[Opening Study material section]
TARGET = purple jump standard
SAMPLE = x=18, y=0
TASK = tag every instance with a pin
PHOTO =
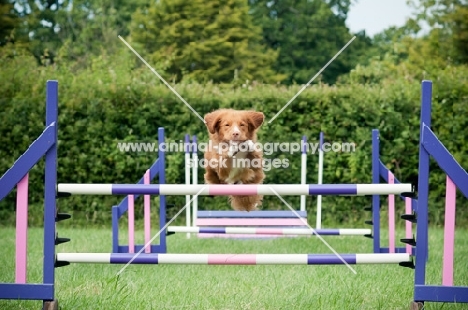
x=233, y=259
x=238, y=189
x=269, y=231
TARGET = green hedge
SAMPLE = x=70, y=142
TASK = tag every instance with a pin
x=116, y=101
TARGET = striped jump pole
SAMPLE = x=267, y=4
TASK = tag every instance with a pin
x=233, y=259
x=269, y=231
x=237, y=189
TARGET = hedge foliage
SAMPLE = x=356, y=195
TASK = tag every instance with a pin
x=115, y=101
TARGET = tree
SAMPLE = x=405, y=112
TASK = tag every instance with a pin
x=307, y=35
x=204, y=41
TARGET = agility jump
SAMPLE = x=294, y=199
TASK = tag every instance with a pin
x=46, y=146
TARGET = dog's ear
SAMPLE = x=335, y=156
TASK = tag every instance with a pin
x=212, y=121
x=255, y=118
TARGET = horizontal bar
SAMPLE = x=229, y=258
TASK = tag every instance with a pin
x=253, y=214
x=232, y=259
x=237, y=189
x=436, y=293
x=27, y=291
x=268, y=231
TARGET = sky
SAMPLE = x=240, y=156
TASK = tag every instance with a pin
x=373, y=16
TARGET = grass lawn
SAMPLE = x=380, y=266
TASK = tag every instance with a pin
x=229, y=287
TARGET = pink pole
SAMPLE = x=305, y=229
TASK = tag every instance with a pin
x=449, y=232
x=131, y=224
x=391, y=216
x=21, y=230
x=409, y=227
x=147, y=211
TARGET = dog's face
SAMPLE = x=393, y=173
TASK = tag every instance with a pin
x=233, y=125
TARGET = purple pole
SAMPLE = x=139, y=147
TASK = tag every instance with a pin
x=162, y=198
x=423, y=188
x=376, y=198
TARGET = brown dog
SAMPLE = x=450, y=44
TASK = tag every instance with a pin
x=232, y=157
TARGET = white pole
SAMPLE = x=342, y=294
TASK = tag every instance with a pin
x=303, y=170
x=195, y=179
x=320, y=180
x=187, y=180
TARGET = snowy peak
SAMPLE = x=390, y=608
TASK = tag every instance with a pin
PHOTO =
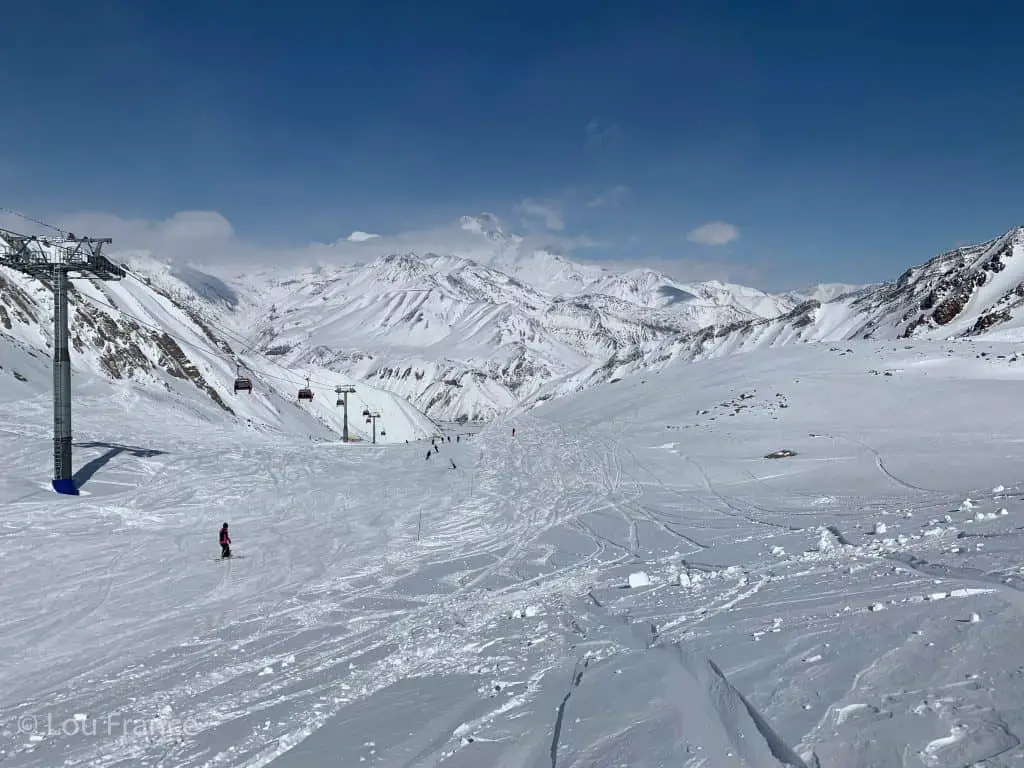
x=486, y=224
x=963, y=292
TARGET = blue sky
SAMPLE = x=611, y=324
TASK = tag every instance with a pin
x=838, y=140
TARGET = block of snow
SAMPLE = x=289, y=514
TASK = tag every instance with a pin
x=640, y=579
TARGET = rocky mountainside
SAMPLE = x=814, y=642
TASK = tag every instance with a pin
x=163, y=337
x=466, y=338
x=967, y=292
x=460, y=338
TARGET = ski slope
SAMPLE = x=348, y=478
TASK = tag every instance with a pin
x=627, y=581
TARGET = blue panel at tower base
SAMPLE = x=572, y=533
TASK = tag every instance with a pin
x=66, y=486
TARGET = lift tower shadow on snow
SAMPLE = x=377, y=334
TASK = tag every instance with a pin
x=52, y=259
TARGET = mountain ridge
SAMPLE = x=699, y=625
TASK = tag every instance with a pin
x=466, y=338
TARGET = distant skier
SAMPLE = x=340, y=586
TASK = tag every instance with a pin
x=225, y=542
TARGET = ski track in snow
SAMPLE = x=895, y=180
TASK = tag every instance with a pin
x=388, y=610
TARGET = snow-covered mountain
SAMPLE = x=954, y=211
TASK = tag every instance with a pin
[Closing Study material section]
• _Exercise_
Exclude the pictures and write out exactly the lines from the one holding "TARGET = brown dog" through the end of the entries, inclusive, and only those.

• _Result below_
TARGET = brown dog
SAMPLE = x=450, y=44
TASK = tag every instance with a pin
x=232, y=157
TARGET = white pole
SAMPLE = x=342, y=294
TASK = tag every instance with a pin
x=303, y=170
x=195, y=179
x=320, y=180
x=187, y=180
TARGET = snowy peak
SAMPLE = x=390, y=608
TASK = tag every instance with a pin
PHOTO =
x=486, y=224
x=963, y=292
TARGET = blue sky
SAMPLE = x=611, y=324
TASK = tag every instance with a pin
x=838, y=140
TARGET = block of snow
SAMPLE = x=289, y=514
TASK = tag every instance with a pin
x=640, y=579
TARGET = rocky mountainside
SAMPLE = x=814, y=642
TASK = tag every instance with a pin
x=163, y=337
x=466, y=338
x=967, y=292
x=460, y=338
TARGET = ski slope
SAMPLE = x=348, y=478
TASK = tag every instance with a pin
x=627, y=581
TARGET = blue panel at tower base
SAMPLE = x=572, y=533
TASK = tag every instance with a pin
x=66, y=486
TARGET = lift tower shadow on snow
SAMPLE = x=377, y=334
TASK = tag every instance with a pin
x=52, y=259
TARGET = mountain ridge
SAMPLE = x=699, y=625
TASK = tag every instance with a pin
x=466, y=338
TARGET = distant skier
SAMPLE = x=340, y=586
TASK = tag every instance with a pin
x=225, y=542
TARGET = ski track in snow
SAMPLE = x=895, y=180
TASK = tag every instance with a pin
x=388, y=610
TARGET = snow-covered mountain
SAMPLE = x=954, y=211
TASK = tag every instance with a pin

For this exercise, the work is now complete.